## PROBLEM DETAILS
Begin at the line that contains "Wildlife-tally request: point out every instance of the plastic" and repeat every line from there to the end of the records below, inclusive, without adding any other line.

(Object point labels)
+ + + + +

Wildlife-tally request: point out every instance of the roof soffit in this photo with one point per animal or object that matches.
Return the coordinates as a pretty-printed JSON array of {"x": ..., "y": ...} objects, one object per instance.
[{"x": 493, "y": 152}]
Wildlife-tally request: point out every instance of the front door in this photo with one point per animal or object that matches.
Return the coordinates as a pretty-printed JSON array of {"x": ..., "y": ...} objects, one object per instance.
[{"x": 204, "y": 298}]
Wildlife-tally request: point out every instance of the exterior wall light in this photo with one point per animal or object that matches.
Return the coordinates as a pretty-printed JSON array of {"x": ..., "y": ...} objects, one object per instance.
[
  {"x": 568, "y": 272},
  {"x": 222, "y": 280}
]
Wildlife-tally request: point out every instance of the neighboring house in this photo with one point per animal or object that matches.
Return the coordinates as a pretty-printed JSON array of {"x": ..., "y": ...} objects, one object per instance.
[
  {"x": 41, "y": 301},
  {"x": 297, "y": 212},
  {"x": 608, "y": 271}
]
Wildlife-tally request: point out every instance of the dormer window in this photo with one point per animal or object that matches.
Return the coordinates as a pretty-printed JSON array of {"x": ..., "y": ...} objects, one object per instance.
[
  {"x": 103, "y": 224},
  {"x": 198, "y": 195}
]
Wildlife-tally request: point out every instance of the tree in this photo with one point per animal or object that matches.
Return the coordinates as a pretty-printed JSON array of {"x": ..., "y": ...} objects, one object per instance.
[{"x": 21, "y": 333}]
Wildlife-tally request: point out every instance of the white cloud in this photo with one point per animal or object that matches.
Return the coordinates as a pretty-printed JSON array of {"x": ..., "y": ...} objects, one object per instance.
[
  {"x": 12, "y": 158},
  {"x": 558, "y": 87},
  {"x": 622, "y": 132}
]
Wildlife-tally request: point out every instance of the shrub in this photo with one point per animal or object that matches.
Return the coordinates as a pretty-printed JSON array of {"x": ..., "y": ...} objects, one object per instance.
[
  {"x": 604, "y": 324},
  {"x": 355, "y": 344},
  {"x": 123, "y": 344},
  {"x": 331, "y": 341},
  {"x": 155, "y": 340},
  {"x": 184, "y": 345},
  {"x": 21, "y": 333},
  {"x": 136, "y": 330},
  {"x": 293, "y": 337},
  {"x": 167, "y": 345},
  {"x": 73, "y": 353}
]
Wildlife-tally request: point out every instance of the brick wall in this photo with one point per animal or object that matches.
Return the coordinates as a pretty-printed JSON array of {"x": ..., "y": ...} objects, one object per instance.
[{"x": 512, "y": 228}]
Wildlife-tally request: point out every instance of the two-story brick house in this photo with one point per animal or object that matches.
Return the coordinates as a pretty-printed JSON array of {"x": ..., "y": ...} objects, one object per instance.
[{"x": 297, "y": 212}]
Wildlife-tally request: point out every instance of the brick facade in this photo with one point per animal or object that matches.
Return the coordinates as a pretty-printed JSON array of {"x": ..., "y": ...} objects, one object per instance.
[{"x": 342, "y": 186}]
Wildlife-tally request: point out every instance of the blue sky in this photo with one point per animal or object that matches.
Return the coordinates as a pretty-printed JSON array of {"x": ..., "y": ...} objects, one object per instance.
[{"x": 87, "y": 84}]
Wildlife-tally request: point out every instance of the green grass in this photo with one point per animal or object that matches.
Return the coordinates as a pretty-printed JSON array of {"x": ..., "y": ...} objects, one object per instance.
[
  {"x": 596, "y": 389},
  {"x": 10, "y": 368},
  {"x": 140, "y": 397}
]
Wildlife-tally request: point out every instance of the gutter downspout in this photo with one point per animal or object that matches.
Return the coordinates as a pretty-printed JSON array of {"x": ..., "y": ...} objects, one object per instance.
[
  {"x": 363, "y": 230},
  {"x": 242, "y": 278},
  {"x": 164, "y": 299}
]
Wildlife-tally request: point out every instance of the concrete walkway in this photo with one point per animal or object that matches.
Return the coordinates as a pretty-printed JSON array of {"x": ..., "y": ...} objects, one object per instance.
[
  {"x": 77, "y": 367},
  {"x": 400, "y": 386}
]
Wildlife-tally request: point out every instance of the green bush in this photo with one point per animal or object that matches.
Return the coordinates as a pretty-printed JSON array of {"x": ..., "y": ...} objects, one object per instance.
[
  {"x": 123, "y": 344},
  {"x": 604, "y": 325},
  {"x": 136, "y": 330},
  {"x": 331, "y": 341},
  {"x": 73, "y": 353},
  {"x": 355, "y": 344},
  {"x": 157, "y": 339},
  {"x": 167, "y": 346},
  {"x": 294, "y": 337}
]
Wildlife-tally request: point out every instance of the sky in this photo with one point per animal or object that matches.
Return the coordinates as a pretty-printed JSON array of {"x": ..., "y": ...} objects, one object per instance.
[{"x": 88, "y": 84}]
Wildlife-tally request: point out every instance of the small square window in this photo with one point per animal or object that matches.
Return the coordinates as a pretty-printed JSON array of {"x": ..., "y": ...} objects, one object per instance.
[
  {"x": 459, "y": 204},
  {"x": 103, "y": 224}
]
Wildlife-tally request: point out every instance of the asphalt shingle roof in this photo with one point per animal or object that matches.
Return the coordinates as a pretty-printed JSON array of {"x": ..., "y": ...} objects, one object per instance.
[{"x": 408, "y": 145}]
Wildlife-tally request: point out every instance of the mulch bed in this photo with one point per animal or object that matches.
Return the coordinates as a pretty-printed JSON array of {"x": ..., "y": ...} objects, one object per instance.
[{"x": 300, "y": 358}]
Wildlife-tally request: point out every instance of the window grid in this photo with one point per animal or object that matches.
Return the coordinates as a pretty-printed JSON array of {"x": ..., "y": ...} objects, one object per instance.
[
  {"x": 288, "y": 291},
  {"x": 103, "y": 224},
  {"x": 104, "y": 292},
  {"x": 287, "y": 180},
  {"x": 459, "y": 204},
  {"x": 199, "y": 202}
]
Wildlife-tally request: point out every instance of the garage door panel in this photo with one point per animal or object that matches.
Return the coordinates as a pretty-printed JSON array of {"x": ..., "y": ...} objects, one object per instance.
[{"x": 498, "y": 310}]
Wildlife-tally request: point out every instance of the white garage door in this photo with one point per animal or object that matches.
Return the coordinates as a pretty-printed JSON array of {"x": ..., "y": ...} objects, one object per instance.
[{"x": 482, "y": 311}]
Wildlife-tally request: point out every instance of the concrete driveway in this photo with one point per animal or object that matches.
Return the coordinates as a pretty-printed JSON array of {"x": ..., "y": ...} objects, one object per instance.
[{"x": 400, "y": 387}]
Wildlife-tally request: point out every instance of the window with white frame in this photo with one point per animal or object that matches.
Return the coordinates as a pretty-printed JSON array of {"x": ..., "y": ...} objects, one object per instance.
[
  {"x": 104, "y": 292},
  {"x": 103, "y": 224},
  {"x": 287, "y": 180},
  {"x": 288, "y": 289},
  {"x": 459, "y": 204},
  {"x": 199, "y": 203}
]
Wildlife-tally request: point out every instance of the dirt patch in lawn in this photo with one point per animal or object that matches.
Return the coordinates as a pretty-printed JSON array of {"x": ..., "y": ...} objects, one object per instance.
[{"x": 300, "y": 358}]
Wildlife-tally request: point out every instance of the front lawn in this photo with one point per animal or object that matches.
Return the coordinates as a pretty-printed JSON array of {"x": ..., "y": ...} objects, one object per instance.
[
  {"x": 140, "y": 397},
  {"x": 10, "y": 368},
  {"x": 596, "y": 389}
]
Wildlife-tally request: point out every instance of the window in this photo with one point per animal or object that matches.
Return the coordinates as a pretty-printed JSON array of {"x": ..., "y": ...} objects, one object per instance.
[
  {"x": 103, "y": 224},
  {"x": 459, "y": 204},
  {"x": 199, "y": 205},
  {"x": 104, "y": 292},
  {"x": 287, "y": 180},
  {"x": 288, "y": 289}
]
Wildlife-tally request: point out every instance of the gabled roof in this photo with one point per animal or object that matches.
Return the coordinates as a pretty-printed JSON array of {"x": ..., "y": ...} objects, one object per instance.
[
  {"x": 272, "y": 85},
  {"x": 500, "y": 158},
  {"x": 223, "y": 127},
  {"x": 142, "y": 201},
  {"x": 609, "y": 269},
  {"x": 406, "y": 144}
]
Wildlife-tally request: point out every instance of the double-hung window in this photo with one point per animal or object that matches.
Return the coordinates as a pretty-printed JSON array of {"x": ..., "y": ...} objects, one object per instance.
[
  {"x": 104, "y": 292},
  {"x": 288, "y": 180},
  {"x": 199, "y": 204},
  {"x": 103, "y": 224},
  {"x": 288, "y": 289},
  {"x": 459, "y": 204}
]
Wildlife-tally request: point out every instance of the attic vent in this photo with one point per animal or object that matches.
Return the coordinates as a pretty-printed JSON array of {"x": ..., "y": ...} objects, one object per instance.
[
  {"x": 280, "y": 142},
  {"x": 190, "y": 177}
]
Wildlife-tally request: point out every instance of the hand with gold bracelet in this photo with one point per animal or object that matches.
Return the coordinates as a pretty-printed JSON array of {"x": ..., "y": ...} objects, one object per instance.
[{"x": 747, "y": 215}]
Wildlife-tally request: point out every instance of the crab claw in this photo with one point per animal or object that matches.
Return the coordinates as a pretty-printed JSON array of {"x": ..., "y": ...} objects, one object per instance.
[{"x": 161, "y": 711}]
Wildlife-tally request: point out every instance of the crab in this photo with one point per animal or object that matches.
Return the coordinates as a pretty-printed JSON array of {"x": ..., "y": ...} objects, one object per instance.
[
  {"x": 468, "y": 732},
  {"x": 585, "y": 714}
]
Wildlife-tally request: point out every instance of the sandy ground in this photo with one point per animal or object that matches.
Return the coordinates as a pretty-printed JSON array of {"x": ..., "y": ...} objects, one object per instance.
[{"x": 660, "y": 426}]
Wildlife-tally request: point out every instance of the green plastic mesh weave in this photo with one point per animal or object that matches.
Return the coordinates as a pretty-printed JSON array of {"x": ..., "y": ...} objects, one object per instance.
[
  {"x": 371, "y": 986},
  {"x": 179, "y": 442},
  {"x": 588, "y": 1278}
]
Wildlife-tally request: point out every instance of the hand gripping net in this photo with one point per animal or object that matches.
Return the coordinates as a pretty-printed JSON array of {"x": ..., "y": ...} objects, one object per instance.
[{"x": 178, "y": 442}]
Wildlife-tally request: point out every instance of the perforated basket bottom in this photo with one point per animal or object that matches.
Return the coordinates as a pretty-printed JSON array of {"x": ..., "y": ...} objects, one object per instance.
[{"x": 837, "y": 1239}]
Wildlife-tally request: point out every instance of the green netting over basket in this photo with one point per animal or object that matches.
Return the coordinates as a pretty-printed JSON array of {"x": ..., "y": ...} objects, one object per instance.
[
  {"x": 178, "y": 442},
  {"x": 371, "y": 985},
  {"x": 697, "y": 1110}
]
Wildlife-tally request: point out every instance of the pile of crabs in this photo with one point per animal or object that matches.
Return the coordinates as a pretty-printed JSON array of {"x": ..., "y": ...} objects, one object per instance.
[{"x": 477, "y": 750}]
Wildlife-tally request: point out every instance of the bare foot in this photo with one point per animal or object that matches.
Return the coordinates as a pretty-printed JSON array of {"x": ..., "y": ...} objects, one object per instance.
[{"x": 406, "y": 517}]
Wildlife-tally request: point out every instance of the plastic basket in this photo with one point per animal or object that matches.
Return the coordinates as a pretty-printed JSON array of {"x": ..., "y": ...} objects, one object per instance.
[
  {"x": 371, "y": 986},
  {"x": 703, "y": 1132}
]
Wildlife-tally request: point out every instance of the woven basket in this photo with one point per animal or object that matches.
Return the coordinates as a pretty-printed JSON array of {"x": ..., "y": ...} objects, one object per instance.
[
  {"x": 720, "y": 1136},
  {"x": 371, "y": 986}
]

+ + + + +

## RESULT FOR THIS EXERCISE
Wildlife-tally request: point out every instance of the plastic basket in this photo with one point per animal or object that matches.
Return the coordinates as a pretty-printed JSON array of {"x": ..., "y": ...} objects, one object per instance.
[
  {"x": 371, "y": 986},
  {"x": 703, "y": 1132}
]
Wildlife-tally request: point out every instance of the woven basket in this photo with one point per animal or object that matches.
Return the coordinates as a pretty-printed JSON array of {"x": ..., "y": ...} objects, one object per instance.
[
  {"x": 720, "y": 1136},
  {"x": 371, "y": 986}
]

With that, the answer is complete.